**DATASET RECORDS**
____

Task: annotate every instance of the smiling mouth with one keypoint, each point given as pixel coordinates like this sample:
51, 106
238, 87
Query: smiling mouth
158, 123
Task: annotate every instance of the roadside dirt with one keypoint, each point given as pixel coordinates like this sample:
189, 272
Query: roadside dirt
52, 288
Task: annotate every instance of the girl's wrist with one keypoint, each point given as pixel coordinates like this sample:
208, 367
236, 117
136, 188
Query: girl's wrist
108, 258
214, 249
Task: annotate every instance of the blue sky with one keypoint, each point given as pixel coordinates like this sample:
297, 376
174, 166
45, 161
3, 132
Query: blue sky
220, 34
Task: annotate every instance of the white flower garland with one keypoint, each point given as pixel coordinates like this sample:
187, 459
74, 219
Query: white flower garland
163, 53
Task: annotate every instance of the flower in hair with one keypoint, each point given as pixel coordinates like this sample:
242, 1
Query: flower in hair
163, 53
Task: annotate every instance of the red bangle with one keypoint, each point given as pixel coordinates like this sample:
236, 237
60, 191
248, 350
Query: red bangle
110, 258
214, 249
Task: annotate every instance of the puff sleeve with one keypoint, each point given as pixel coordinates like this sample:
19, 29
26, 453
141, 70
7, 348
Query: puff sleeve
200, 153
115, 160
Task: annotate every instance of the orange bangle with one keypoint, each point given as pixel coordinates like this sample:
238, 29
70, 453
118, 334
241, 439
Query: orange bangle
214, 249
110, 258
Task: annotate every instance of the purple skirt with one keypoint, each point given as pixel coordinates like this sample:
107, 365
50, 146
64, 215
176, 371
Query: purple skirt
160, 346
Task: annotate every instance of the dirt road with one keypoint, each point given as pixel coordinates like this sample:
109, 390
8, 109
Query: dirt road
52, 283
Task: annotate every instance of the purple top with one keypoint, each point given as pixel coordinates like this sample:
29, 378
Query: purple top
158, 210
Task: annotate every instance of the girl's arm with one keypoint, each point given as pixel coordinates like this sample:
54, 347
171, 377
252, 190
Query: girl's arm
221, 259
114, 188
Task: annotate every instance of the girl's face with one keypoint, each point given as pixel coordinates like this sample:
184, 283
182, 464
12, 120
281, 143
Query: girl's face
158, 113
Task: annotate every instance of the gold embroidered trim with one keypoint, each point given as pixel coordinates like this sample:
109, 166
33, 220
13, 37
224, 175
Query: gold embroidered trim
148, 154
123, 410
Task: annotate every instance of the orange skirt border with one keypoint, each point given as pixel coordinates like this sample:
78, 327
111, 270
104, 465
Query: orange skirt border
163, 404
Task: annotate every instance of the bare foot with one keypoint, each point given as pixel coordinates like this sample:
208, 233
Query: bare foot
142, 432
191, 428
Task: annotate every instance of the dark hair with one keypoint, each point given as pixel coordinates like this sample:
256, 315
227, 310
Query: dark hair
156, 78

____

**TRY IT**
Your task is to transcribe all of the entries word for word.

**SOLUTION TO THIS EXERCISE**
Task: annotate every instance of the smiling mouth with one keypoint, each point given as pixel coordinates like this sample:
51, 106
238, 87
Query: smiling mouth
158, 123
Task: annotate every instance of the roadside dirt with one keypoint, each point given as pixel coordinates like this sample:
189, 272
Query: roadside dirt
52, 288
Task: annotate every instance of the girl's wrist with one keypoint, each point given as pixel coordinates like this sample:
208, 367
236, 117
136, 188
Query: girl's wrist
108, 258
214, 249
Task: annotate every instance of the blue sky with one keypoint, each point given as pixel coordinates like this sample:
297, 376
174, 166
45, 161
3, 132
Query: blue sky
220, 34
Task: annotate every instance of the white flower garland with one keypoint, each point given as pixel coordinates like this sample:
187, 459
74, 219
Query: white flower garland
163, 53
Task: annotate every instance of the flower in hair with one keypoint, each point given as pixel coordinates like this sample:
242, 1
Query: flower in hair
163, 53
Task: annotate every instance of the red bangle with one keypoint, each point given as pixel coordinates like this sample:
236, 237
60, 191
248, 350
Query: red bangle
110, 258
214, 249
Task: annotate every instance of the puff sleeve with one keypoint, each point given as pixel coordinates like this sample:
19, 29
26, 453
141, 70
7, 348
Query: puff sleeve
200, 153
115, 160
Task: annotate every instance of the orange bangle with one keypoint, each point given as pixel coordinates like this sample:
238, 29
70, 453
118, 334
241, 439
Query: orange bangle
214, 249
110, 258
Task: annotate every instance of the purple skirt with one keypoint, each point given as pixel coordinates like this sample:
107, 365
50, 146
64, 215
176, 371
Query: purple skirt
160, 346
Task: annotate every instance of the dirt road with one keypoint, each point given as pixel coordinates like this sample:
109, 390
8, 109
Query: dirt road
52, 283
Task: annotate every instance of the purple top with one keypoint, each point given as pixel coordinates like this sample:
29, 378
Query: purple top
158, 210
Task: annotate every instance of the girl's arm with one keypoint, each point given as pixel coordinates like this sample:
54, 347
171, 377
252, 190
Query: girl's arm
221, 259
114, 188
Task: annotate every instance of the girl's face with one keypoint, each point given as pixel coordinates like this sample:
184, 283
182, 464
12, 120
281, 143
Query: girl's face
158, 113
Task: annotate every instance of the gold embroidered trim with one keypoint, each point given as pixel coordinates like this sample:
109, 166
33, 220
13, 37
224, 175
Query: gold embroidered trim
148, 154
123, 410
Task: annotate every instance of the orange skirt border with one keypoint, each point given as pixel coordinates like this sample:
78, 327
111, 270
104, 465
Query: orange skirt border
163, 404
Task: annotate every instance of the bare foot with one keypoint, each point given as pixel coordinates like this sample:
208, 233
Query: bare foot
142, 432
191, 428
Task: annotate every instance of the dark hair with one keypoint, each point given as pixel coordinates like this sample:
256, 315
227, 310
Query: dark hair
156, 78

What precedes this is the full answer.